» What to do
Look through the data below and, wherever a line carries the word "before", please copy that line.

» Given records
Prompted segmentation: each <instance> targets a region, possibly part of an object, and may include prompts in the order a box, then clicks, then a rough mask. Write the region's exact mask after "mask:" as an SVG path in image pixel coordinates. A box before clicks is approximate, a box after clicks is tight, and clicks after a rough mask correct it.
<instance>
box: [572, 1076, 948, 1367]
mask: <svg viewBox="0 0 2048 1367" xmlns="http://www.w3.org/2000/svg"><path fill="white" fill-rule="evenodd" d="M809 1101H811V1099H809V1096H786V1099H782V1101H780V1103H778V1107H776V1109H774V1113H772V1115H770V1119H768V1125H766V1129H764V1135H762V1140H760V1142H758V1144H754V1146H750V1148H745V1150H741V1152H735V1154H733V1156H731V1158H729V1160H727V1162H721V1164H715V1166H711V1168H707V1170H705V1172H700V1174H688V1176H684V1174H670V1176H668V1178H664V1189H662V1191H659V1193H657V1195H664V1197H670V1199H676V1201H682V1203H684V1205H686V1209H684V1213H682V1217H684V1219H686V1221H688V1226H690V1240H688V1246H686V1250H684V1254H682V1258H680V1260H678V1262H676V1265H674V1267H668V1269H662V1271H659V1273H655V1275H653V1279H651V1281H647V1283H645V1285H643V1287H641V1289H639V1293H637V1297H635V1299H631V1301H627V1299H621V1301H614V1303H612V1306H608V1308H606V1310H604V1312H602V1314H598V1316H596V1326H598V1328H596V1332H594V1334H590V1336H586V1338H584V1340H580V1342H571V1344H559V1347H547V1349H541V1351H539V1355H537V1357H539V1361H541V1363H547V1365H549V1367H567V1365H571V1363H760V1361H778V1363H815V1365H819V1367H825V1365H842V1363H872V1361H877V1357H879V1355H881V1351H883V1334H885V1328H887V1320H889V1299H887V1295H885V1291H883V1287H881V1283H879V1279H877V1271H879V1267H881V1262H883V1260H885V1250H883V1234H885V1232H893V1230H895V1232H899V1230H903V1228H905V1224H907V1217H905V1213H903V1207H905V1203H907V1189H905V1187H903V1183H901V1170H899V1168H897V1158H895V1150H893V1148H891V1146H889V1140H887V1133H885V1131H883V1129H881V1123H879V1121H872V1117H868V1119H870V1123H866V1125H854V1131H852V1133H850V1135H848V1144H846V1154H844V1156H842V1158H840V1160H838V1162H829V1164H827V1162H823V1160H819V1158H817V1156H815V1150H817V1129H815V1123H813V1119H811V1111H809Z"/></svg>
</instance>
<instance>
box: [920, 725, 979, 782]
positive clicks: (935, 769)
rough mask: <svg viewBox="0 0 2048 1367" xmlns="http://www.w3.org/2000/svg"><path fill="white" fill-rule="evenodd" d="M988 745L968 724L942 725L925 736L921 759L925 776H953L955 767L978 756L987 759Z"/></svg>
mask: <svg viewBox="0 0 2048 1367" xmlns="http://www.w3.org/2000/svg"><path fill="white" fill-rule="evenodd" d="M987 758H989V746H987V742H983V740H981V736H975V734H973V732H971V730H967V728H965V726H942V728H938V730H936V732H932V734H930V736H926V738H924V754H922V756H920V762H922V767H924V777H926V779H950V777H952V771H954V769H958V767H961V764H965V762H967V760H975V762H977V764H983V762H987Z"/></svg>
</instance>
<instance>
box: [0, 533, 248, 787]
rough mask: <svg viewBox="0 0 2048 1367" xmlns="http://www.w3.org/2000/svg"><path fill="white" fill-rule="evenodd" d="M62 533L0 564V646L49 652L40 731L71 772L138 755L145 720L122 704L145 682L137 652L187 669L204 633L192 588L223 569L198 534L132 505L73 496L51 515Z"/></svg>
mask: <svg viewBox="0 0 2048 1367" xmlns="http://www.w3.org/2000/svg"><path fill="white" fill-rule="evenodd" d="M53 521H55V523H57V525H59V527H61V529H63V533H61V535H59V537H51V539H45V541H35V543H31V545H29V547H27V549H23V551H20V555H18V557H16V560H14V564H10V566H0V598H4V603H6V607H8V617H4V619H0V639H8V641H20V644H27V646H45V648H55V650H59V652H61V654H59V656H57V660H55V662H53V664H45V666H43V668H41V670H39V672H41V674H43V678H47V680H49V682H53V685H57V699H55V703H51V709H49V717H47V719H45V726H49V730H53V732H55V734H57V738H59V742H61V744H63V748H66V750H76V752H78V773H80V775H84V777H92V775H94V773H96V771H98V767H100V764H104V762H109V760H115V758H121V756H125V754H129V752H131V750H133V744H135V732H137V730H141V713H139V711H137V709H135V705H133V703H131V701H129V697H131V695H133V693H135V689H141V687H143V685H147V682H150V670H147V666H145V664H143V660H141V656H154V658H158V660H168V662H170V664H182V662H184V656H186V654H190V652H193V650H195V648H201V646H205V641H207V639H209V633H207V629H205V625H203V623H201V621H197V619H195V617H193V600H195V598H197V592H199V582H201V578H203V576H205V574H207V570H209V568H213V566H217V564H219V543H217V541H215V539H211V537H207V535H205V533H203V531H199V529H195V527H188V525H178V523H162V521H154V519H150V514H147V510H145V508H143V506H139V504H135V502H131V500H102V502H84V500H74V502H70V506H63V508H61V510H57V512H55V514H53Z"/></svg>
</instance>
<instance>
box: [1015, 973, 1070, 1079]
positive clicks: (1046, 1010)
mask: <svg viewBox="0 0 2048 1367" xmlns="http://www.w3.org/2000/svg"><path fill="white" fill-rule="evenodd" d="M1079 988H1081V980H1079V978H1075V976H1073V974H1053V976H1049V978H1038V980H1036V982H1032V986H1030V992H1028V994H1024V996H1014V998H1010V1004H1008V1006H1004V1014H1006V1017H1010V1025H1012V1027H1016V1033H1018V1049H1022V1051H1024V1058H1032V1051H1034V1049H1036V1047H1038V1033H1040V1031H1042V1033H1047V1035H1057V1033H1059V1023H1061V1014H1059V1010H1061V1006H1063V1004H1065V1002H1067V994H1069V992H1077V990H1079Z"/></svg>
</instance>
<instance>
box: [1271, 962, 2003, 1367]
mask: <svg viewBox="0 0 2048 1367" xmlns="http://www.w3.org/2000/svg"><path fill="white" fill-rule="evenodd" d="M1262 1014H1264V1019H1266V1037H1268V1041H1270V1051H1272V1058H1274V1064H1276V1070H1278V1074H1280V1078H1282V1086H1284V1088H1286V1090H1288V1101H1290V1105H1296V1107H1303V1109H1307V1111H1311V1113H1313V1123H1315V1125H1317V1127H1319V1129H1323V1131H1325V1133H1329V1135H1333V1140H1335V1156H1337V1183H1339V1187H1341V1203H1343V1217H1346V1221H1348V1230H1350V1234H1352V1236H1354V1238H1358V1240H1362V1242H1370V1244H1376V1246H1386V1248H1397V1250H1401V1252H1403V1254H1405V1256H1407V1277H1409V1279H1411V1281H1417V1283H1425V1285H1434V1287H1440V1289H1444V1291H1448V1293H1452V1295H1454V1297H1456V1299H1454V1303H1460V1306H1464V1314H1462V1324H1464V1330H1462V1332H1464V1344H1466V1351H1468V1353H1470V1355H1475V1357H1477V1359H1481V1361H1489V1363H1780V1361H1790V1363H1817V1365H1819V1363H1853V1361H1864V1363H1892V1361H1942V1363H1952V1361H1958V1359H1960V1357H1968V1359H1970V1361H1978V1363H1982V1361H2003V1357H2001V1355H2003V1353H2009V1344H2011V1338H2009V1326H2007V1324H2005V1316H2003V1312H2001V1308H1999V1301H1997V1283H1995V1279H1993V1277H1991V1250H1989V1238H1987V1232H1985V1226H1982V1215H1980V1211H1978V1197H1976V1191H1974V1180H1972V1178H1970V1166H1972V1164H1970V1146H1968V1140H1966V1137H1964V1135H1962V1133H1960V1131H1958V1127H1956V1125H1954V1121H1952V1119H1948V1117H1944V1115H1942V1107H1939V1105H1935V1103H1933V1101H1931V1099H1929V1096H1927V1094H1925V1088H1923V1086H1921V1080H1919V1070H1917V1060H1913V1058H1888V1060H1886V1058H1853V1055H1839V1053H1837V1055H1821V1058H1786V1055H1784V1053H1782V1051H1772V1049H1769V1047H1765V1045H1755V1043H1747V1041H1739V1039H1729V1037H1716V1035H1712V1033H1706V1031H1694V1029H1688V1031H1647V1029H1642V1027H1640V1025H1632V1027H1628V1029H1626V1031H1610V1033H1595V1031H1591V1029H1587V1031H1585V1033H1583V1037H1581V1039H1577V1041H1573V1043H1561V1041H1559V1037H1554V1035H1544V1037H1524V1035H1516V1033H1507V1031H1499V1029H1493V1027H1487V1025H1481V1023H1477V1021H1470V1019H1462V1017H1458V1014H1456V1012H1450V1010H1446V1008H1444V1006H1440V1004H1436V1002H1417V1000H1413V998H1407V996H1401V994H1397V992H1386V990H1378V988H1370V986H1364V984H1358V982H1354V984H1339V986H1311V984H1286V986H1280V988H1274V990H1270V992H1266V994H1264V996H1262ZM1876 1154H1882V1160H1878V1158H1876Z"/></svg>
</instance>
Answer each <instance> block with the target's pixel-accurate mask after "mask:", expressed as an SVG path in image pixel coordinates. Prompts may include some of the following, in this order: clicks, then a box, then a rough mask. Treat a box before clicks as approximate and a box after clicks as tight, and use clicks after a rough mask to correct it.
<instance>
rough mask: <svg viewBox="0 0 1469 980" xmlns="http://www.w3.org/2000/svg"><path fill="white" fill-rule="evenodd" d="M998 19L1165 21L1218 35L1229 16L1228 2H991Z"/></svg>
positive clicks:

» Your solution
Prompted segmentation: each <instance> targets a region, possibly part of an object, and may include prompts in the order a box, then clicks, then a rough mask. Write the region's exact mask after "mask:" as an SVG path in image pixel coordinates. A box before clicks is approximate, a box after clicks is tight, and clicks after a rough mask correct it.
Answer each <instance> block with the target's pixel-accurate mask after "mask:", expressed as an SVG path in image pixel coordinates. Prompts may include some of the following, in this order: clicks, then a box, then a rough mask. Treat a box before clicks as approximate and a box after clicks as tight, and use clicks after a rough mask to correct it.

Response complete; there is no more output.